• _Exercise instructions_
Each entry below should be retyped exactly as given.

• _Dataset excerpts_
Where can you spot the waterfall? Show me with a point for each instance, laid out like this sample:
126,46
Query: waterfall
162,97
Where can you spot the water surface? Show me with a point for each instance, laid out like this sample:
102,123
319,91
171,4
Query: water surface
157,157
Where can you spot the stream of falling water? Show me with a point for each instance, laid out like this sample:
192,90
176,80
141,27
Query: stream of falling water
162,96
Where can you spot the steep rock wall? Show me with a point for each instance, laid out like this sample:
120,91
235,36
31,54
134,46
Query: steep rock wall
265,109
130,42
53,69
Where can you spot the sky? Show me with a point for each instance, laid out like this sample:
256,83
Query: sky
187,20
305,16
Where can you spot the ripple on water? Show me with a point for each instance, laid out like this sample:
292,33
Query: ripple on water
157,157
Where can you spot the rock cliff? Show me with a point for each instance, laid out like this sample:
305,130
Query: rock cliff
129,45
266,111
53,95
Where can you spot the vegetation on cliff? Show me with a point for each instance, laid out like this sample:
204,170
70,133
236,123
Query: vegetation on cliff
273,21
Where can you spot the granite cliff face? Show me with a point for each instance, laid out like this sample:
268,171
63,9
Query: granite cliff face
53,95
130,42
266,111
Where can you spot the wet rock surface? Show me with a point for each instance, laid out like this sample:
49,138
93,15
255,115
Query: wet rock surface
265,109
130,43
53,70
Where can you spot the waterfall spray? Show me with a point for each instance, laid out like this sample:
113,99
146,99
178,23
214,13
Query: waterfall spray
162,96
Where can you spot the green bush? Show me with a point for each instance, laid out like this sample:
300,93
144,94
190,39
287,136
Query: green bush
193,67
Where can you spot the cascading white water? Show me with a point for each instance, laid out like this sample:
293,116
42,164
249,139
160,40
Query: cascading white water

• _Response to this task_
Where can you spot the waterfall? Show me with a point for each instance, laid out like this sample:
126,46
Query: waterfall
162,97
Where can you spot the water surface? Show me with a point for each instance, laid out like this sample:
102,123
319,91
171,4
Query: water surface
157,157
Where can you spot the stream of falling water? Show me with a point for each instance, laid out like this sample:
192,90
176,80
141,27
Query: stream of falling water
162,96
Where can you spot the steep rock wall? Show me with a point for each instance, laid out like this sample:
120,91
235,36
31,54
134,46
Query: steep rock wall
265,109
130,42
53,69
Where can you spot the sky? Show me with a point for each instance, laid out like this sample:
256,83
Query: sky
187,20
305,16
Where can you spot the ripple on water? Show me with a point for each instance, laid out like this sample:
292,33
Query: ripple on water
157,157
Where can you spot the rock cliff? Show me with a point for each instance, laid out like this sample:
305,130
Query: rock cliff
129,45
266,111
53,95
Where can you spot the vegetation on cliff? Show me with a point for each instance, laid out like this sample:
204,170
70,133
236,123
Query: vegetation on cliff
273,21
Where can you spot the granite cliff face? Show me with a point for each instance, laid out like this sample:
268,171
63,9
Query: granite cliff face
53,95
130,42
266,111
Where can you spot the wet rock surface? Show me with a point for each instance, laid out like this sample:
49,138
93,15
255,115
Query: wet rock surface
265,109
130,43
53,70
Where can you spot the waterfall spray? Show me with a point for each instance, laid out like this sample:
113,99
146,99
178,23
214,13
Query: waterfall spray
162,96
Where can you spot the green bush? Show me with a point for each instance, laid out like this sample:
300,93
144,94
190,39
287,136
Query: green bush
193,67
Where can you spot the cascading white water? Show me with a point for each instance, laid out like this sample:
293,116
42,164
249,139
160,40
Query: cascading white water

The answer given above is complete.